══ Exercise data ══
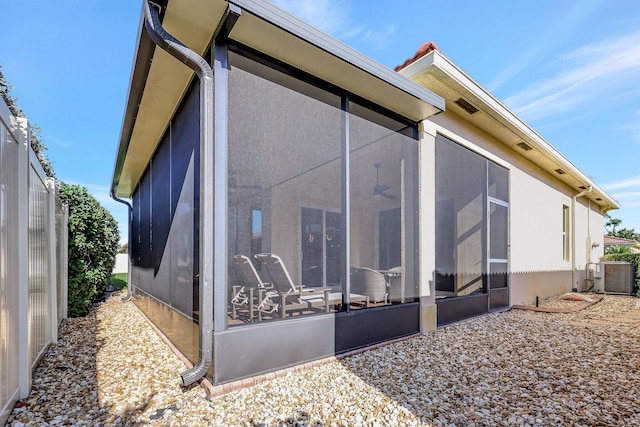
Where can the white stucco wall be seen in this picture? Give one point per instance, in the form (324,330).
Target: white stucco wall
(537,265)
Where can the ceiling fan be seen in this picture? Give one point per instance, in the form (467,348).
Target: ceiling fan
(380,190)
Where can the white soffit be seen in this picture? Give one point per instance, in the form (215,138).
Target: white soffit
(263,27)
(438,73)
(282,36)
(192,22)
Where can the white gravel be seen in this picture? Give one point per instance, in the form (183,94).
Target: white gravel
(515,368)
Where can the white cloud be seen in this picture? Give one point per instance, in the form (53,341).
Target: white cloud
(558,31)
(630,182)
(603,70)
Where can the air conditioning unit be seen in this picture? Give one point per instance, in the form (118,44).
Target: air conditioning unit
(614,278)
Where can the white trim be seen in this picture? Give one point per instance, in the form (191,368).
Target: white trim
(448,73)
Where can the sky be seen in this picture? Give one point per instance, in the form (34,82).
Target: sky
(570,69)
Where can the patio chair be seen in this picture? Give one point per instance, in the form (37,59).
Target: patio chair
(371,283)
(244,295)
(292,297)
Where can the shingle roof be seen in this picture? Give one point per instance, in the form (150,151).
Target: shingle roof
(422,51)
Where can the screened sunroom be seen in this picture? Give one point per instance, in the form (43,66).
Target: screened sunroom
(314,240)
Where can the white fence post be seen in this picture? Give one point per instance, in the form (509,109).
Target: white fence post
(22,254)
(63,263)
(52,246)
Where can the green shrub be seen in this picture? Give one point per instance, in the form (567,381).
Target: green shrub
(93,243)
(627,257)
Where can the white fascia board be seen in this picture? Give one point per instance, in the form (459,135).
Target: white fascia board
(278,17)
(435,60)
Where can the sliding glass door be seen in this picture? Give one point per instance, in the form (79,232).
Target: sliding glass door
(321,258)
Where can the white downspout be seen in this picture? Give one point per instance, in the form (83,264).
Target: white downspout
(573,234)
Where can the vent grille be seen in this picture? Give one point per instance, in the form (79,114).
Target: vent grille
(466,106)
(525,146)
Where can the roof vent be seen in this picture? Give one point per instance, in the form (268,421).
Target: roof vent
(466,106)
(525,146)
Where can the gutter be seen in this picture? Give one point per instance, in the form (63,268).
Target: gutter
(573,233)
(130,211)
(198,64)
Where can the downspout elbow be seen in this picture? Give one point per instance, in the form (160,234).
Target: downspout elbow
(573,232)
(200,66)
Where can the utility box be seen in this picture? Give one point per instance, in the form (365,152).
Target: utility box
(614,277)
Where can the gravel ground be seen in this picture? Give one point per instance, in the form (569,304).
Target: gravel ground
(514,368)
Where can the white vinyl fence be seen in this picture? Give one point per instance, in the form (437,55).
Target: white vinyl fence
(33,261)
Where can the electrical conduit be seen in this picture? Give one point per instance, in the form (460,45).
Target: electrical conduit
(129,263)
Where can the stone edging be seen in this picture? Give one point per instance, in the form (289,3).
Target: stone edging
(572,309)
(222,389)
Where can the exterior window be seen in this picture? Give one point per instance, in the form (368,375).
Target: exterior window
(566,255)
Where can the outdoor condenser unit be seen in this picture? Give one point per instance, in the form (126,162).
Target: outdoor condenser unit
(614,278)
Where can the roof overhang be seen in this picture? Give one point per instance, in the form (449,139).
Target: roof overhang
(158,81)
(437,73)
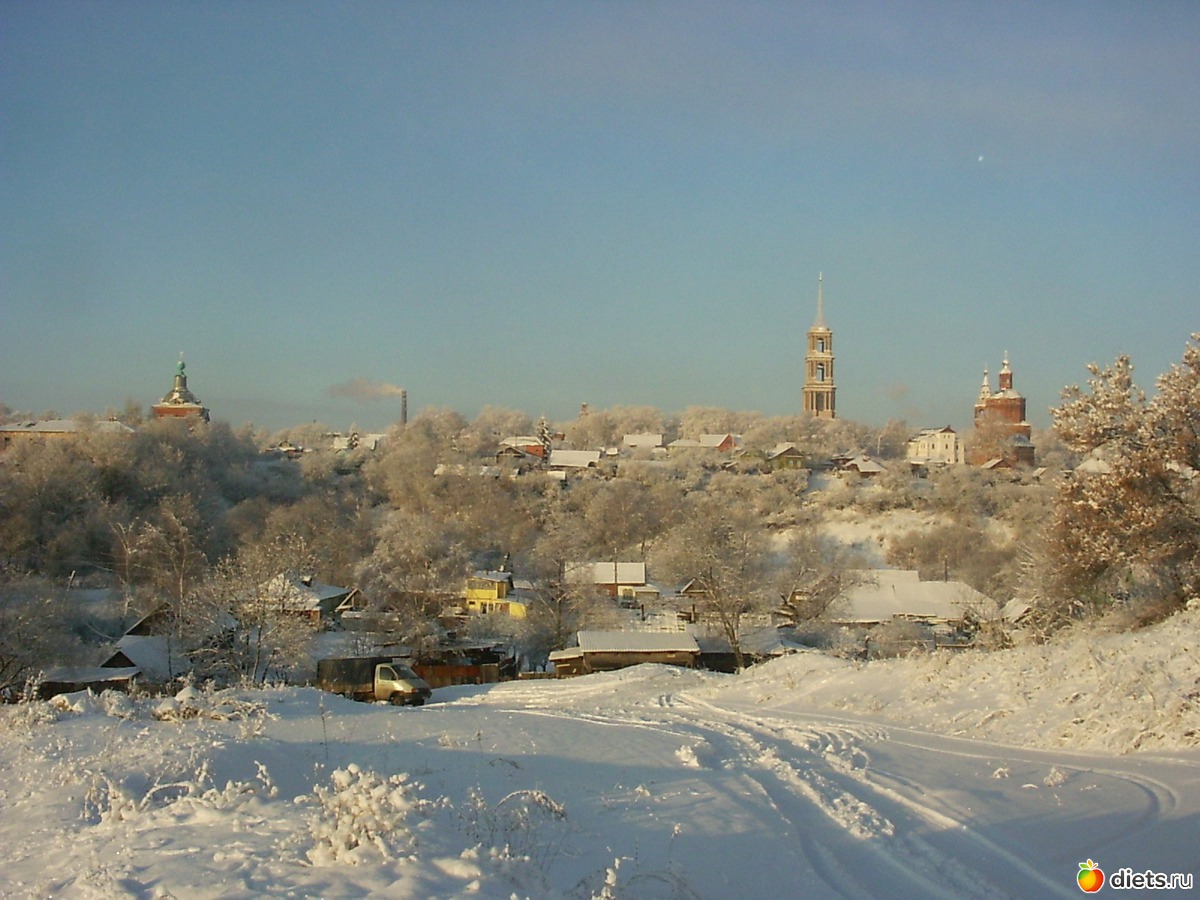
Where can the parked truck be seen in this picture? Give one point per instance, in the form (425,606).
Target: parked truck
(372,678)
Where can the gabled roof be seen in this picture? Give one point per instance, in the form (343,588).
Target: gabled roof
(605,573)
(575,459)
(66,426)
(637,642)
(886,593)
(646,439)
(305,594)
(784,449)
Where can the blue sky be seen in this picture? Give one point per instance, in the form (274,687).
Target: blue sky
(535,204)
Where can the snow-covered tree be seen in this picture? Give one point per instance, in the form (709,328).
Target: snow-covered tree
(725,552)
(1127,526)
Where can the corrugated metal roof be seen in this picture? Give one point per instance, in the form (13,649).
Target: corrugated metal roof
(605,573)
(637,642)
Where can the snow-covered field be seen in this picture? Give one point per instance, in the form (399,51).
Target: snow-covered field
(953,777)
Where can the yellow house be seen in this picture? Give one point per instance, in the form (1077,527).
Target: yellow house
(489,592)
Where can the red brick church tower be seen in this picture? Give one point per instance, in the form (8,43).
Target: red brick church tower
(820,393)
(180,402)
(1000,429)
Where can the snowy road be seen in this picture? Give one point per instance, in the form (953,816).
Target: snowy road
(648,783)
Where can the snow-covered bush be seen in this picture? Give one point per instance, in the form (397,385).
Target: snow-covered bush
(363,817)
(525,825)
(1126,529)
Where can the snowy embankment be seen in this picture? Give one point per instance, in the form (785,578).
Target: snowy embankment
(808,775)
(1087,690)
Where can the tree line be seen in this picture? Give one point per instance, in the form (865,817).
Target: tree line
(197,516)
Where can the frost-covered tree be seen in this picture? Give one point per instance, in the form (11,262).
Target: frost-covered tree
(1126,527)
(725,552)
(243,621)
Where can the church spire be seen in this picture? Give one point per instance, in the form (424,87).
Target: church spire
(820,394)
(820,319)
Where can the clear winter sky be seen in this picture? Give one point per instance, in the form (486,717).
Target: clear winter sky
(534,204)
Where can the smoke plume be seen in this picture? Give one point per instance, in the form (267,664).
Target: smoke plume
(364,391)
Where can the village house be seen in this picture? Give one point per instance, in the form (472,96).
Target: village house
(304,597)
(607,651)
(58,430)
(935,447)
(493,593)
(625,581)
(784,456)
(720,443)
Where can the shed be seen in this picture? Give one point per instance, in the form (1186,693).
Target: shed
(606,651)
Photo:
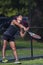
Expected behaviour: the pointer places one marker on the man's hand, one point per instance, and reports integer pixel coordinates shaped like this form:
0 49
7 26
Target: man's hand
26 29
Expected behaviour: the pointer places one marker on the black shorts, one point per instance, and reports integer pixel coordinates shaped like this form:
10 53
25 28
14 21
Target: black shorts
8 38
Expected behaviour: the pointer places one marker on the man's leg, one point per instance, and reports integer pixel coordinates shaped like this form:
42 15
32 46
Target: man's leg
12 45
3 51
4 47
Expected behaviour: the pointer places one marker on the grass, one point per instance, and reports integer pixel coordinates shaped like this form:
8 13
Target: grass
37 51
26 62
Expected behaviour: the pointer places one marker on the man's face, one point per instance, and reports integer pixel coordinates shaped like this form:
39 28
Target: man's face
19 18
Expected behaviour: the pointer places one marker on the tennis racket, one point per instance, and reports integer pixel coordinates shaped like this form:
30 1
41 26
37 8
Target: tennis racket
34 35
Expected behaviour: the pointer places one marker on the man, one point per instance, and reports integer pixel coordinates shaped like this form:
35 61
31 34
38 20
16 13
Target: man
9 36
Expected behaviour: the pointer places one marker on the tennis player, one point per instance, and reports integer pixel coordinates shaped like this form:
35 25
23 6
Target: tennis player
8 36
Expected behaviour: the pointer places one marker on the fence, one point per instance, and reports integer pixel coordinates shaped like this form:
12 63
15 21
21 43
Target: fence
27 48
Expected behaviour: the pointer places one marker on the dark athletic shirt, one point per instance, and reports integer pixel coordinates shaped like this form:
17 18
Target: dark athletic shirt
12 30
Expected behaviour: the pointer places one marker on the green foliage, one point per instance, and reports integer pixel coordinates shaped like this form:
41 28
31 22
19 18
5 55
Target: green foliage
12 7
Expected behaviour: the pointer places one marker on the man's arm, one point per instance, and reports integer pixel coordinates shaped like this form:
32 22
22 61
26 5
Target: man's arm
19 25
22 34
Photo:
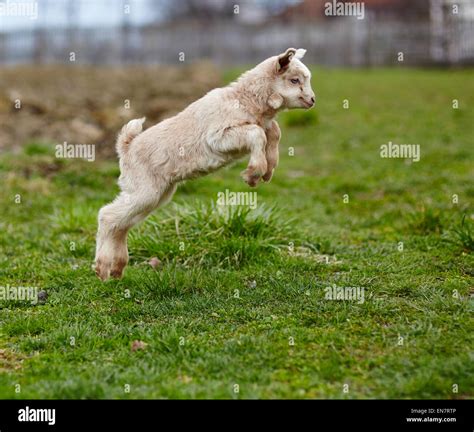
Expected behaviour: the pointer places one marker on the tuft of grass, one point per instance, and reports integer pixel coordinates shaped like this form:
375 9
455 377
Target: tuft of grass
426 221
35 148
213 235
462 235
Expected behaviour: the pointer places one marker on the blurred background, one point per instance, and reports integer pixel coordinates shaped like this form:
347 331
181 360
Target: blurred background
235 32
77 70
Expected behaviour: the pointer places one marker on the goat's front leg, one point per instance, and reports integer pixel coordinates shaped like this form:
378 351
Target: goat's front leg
═══
══ Exercise data ══
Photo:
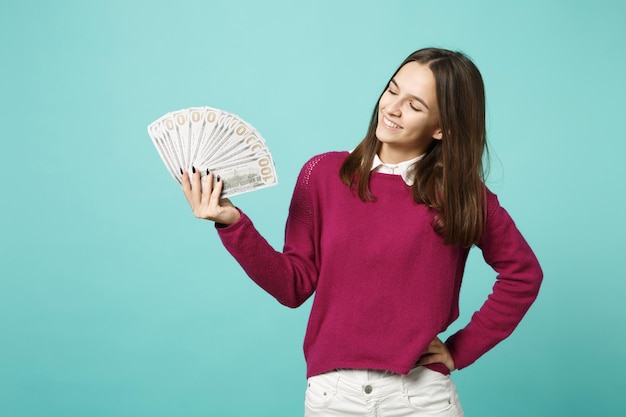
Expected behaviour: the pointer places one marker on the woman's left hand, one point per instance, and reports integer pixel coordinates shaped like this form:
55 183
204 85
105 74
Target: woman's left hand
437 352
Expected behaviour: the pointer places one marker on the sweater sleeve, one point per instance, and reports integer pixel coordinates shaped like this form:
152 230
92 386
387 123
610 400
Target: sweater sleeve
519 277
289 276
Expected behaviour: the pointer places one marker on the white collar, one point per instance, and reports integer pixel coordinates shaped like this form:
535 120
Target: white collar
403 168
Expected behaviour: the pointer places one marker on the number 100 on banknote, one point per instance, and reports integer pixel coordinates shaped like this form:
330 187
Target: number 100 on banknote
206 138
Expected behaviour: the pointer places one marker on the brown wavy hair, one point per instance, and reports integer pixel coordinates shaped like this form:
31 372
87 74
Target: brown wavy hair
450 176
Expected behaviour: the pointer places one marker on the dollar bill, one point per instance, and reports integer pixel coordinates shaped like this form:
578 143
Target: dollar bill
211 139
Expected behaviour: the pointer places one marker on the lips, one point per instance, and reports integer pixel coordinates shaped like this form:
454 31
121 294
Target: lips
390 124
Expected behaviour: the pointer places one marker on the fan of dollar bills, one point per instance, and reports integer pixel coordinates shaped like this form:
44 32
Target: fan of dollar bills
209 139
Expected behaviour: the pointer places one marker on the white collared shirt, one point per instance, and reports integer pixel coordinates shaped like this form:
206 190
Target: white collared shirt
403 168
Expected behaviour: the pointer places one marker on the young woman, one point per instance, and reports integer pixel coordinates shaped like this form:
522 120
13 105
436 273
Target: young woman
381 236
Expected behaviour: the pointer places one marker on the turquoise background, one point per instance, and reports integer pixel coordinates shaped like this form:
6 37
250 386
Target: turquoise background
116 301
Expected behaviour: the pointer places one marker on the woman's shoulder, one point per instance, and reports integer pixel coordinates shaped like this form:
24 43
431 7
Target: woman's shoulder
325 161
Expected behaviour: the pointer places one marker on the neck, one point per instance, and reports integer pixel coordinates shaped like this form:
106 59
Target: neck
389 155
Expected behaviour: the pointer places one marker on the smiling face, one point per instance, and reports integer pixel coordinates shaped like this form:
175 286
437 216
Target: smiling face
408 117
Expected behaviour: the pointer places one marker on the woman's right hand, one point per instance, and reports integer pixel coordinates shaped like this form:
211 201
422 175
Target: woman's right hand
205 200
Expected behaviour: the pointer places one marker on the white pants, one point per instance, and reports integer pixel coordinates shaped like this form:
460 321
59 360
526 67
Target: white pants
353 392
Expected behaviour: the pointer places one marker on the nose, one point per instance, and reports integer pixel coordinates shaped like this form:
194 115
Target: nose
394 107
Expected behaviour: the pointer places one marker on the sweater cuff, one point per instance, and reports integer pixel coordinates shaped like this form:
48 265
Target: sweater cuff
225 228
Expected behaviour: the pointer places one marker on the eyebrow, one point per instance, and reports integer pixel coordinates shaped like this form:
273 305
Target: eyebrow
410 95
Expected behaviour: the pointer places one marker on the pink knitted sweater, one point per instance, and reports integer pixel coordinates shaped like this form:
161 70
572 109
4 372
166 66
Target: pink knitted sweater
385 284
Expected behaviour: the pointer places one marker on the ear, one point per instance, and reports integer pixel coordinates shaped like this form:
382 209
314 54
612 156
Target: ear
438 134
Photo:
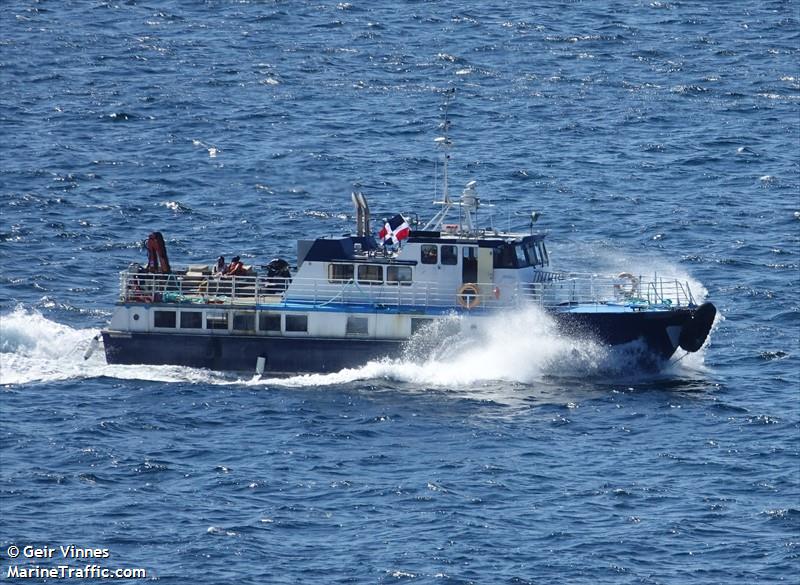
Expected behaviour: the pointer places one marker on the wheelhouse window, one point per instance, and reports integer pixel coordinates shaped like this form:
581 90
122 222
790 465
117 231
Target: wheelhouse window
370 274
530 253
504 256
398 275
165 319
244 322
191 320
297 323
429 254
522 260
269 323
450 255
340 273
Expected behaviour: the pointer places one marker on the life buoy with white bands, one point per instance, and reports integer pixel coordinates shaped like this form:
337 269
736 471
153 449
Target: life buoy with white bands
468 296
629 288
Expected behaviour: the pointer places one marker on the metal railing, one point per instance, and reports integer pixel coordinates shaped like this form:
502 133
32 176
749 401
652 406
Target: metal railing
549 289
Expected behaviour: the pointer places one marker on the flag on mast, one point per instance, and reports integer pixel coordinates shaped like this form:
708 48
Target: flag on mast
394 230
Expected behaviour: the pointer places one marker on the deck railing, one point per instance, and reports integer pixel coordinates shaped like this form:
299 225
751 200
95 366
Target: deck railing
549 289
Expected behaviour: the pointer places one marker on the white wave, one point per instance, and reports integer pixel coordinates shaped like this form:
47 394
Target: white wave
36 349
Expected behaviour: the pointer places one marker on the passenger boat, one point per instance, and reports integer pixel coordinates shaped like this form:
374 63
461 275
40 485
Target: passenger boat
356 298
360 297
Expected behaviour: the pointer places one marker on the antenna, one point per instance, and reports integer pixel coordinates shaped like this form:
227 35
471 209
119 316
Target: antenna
═══
Problem details: Pull every line containing "antenna" out of the material and copy it.

Solution to the problem:
Expected behaviour: the pointer places one marker on the antenna, one point per instance, and reports integer pixel coordinates shaped like this form:
Target: antenna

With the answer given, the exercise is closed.